What you need to do:
**a.** In the Dileesh Nair biography, which film marked his debut as a director?
**b.** Name every actor the Dileesh Nair biography lists as starring in Tamaar Padaar.

Text provided:
..........

- Born: 23 July 1981 (age 45) Manakkad, Kerala, India
- Occupations: Scriptwriter; film actor; film director;
- Years active: 2004–present
- Spouse: Saranya Nair
- Children: 2
- Parents: Karunakaran Nair; Malathy;

= Dileesh Nair =

Indian film director and screenwriter (born 1981)

Dileesh Nair (born 23 July 1981) is an Indian film director and screenwriter who works in Malayalam cinema. He started out as a 2D animator. He made his script writing debut with Salt N' Pepper (2011) along with Syam Pushkaran. He debuted as film director with Tamaar Padaar (2014).

==Personal life==
Dileesh Nair was born in Thodupuzha, Kerala. He worked as a 2D animator for clients in Australia and the Middle East based out of Kochi.

==Film career==
Dileesh Nair penned the script for Salt N' Pepper with his friend Syam Pushkaran. Salt N’Pepper’s Telugu, Tamil and Hindi remake rights have been bought by actor-film director Prakash Raj. In 2012, he wrote the script for Da Thadiya (2012); another film directed by Aashiq Abu; along with Syam Pushkaran and Abhilash S Kumar. He also wrote script for the movie Idukki Gold (film) (2013). He has also appeared in cameo roles in films such as 22 Female Kottayam, Da Thadiya, Idiots.

He made his directorial debut with Tamaar Padaar starring Prithviraj Sukumaran, Baburaj, Chemban Vinod Jose and Srinda Ashab in pivotal roles. The film received a mixed response from the audience and critics.

Originally credited as Dileesh Nair, he later adopted the name Dileesh Karunakaran.

..........

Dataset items
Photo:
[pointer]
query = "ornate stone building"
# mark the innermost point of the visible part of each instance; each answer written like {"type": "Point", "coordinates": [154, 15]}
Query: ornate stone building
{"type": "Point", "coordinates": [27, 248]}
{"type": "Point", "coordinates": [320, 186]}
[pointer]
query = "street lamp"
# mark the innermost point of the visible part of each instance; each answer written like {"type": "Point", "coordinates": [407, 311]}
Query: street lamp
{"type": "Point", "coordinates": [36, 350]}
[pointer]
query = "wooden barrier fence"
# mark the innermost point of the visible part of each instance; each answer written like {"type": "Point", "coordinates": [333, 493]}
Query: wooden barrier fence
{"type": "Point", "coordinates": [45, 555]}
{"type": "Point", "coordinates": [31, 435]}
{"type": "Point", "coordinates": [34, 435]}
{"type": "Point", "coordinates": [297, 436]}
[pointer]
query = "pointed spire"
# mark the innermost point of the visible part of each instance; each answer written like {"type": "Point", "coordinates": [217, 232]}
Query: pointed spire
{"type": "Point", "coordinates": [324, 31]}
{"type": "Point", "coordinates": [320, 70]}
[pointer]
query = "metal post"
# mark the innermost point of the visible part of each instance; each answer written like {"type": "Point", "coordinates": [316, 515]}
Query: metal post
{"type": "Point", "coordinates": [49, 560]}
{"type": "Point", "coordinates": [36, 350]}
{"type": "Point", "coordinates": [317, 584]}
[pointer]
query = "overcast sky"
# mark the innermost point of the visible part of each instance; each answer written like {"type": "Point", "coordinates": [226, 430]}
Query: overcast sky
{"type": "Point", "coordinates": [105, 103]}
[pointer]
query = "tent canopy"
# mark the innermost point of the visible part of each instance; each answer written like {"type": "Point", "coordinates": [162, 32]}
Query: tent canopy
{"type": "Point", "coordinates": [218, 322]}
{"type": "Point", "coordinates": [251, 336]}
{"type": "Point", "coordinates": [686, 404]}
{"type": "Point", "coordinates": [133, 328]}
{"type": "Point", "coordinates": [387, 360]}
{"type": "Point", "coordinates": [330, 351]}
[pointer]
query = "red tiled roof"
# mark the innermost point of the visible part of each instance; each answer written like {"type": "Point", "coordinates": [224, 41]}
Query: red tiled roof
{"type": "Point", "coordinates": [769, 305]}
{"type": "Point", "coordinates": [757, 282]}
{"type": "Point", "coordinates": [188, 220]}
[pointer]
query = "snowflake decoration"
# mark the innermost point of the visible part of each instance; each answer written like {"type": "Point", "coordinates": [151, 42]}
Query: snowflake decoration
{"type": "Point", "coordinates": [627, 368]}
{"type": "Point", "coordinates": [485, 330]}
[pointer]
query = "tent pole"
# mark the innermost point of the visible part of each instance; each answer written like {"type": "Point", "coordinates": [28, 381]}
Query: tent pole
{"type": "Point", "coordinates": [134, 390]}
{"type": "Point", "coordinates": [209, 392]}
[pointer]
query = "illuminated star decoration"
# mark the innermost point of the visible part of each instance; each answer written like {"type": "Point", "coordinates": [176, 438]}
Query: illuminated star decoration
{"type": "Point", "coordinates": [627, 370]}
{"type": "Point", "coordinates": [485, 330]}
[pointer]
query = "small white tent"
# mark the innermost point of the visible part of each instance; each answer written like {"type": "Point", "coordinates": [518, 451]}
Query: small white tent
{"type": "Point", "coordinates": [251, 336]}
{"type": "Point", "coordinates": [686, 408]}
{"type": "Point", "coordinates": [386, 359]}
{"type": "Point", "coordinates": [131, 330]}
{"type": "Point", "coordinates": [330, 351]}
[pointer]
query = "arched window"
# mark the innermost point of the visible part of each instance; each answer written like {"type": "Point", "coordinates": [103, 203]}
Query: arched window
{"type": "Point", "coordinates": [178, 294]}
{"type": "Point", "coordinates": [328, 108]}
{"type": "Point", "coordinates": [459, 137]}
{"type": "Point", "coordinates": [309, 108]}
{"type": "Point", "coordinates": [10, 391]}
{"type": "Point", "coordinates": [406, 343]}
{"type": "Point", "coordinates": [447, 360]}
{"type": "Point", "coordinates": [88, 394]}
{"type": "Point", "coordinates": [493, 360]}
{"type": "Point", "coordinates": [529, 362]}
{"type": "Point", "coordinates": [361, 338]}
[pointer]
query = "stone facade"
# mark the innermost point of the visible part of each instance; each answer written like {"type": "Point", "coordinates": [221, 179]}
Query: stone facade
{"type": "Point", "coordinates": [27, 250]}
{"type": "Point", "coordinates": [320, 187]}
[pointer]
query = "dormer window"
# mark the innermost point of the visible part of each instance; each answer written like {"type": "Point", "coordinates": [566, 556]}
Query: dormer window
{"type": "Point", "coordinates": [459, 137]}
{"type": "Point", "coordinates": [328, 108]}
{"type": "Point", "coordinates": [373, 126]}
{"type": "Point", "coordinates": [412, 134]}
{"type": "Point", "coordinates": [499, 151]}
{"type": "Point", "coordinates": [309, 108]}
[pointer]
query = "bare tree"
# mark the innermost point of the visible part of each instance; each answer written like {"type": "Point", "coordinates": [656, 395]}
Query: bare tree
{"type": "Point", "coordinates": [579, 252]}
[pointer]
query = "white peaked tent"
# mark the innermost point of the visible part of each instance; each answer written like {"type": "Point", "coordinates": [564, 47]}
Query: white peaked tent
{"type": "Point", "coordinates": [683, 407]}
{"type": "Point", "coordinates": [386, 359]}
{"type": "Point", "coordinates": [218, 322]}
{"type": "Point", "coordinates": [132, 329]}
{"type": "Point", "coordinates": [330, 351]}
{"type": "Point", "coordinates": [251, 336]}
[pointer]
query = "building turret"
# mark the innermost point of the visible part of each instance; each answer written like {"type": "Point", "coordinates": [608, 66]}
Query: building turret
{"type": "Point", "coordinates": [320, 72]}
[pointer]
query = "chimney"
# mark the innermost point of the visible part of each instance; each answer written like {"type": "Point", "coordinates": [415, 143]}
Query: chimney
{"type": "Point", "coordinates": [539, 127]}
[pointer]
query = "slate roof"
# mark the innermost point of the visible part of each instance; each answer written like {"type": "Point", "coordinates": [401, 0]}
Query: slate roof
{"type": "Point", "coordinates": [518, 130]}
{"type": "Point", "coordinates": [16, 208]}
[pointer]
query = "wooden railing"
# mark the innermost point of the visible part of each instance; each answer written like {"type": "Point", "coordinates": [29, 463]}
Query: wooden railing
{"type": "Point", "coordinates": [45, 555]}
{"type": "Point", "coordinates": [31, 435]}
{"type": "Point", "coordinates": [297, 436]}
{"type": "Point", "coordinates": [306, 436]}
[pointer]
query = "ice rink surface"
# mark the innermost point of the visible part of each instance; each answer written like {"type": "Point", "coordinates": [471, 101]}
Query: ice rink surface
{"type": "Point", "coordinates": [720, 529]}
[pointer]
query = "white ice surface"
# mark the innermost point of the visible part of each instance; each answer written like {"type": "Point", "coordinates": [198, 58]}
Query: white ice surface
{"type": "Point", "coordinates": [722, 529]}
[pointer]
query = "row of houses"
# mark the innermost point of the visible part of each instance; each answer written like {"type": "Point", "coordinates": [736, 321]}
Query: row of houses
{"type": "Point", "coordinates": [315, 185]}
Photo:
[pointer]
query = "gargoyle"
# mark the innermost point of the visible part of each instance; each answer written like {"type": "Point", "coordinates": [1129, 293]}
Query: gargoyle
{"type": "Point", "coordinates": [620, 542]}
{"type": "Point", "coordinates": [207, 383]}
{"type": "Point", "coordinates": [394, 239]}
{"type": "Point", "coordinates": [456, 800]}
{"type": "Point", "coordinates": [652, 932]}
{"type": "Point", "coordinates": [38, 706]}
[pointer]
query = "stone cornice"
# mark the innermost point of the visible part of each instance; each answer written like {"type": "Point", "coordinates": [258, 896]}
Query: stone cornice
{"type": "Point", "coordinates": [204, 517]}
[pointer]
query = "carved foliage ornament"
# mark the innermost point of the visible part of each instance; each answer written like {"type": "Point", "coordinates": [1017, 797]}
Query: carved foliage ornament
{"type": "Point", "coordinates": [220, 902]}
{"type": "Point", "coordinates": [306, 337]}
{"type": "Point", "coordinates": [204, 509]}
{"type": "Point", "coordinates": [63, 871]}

..........

Replies:
**a.** Tamaar Padaar (2014)

**b.** Prithviraj Sukumaran, Baburaj, Chemban Vinod Jose, Srinda Ashab